- _THE PROBLEM_:
Report how many lines in the entries below have the word "grass" in them, and give no other words.

------------

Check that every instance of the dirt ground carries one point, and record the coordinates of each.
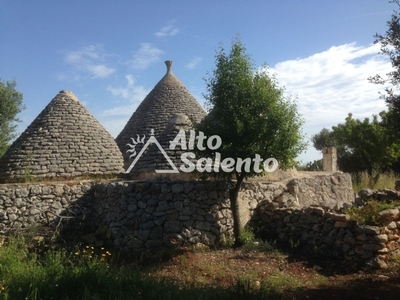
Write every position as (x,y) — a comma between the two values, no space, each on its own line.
(291,274)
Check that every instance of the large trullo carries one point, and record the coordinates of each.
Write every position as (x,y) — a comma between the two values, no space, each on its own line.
(64,141)
(168,108)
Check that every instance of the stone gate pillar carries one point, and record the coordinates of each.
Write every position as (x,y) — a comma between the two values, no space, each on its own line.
(329,159)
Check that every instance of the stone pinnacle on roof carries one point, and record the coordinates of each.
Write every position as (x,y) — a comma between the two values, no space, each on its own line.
(64,140)
(167,99)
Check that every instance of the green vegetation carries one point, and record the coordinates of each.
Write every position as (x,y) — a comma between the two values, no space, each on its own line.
(362,146)
(363,181)
(368,214)
(10,105)
(91,274)
(372,145)
(251,114)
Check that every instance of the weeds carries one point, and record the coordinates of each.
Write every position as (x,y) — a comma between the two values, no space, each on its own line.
(90,273)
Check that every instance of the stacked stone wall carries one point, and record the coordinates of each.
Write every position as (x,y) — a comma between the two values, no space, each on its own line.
(154,214)
(334,234)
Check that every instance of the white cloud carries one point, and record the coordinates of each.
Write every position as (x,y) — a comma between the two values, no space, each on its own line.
(194,63)
(131,92)
(168,30)
(145,56)
(333,83)
(90,59)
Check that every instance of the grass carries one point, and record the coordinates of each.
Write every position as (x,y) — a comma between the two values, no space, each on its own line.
(90,274)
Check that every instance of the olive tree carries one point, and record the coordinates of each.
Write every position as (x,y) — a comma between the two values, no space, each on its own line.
(253,117)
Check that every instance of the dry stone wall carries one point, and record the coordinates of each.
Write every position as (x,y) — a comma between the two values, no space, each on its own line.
(334,234)
(153,214)
(146,215)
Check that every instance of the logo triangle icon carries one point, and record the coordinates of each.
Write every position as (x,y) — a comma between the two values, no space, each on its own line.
(152,140)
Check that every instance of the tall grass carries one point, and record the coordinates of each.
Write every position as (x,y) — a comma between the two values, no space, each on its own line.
(58,274)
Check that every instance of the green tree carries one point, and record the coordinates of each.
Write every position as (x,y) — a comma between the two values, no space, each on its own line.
(362,146)
(390,47)
(10,105)
(251,114)
(323,139)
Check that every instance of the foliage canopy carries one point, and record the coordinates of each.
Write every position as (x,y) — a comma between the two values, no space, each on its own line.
(250,112)
(10,105)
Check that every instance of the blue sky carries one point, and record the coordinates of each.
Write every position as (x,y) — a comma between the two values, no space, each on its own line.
(110,54)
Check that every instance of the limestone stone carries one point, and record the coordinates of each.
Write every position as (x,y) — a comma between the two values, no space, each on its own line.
(64,126)
(168,107)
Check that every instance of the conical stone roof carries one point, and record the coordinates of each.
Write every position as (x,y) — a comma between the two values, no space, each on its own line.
(167,99)
(65,140)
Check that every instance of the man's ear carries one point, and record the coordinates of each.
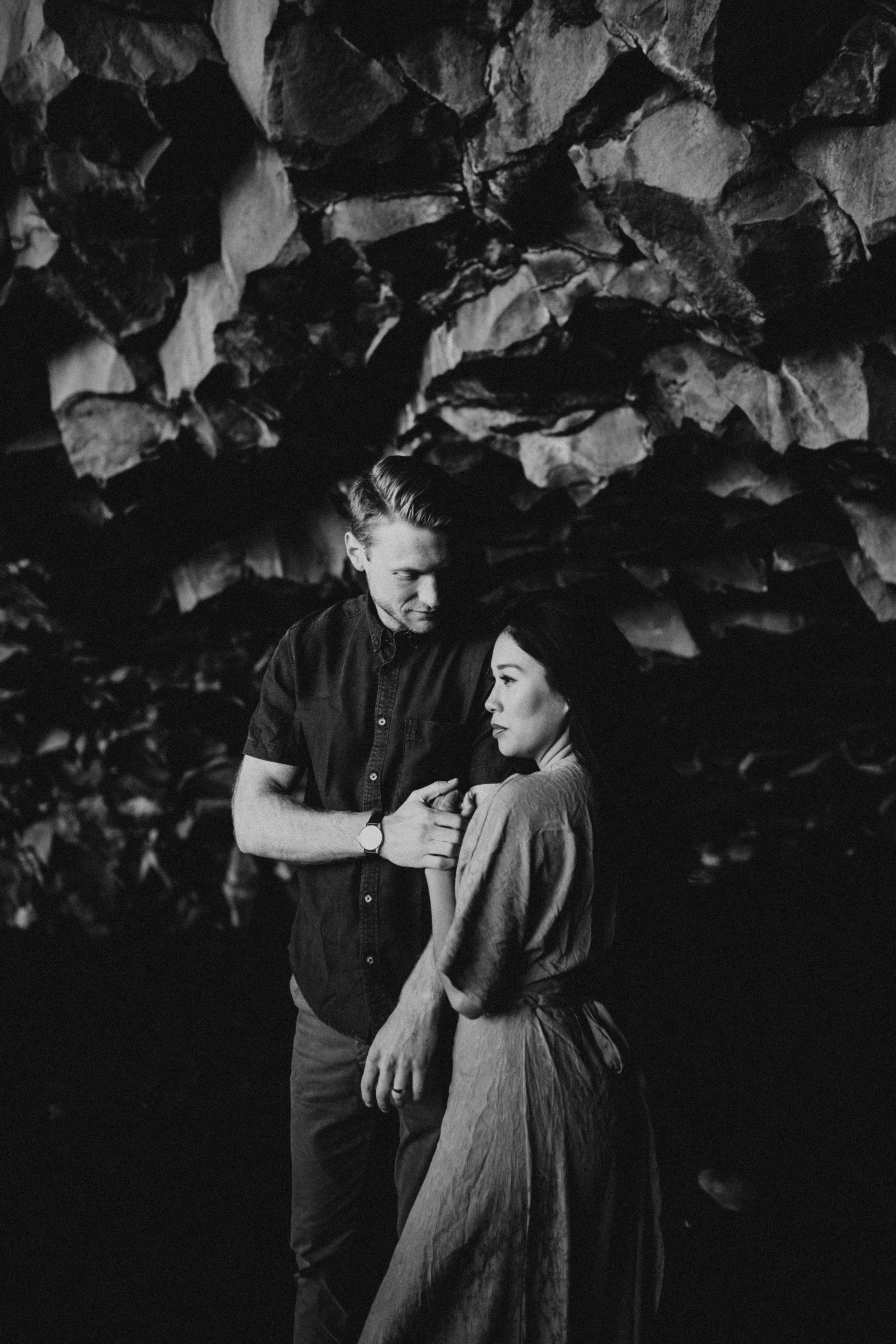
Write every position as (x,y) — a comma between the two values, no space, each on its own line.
(357,553)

------------

- _SOLUTION_:
2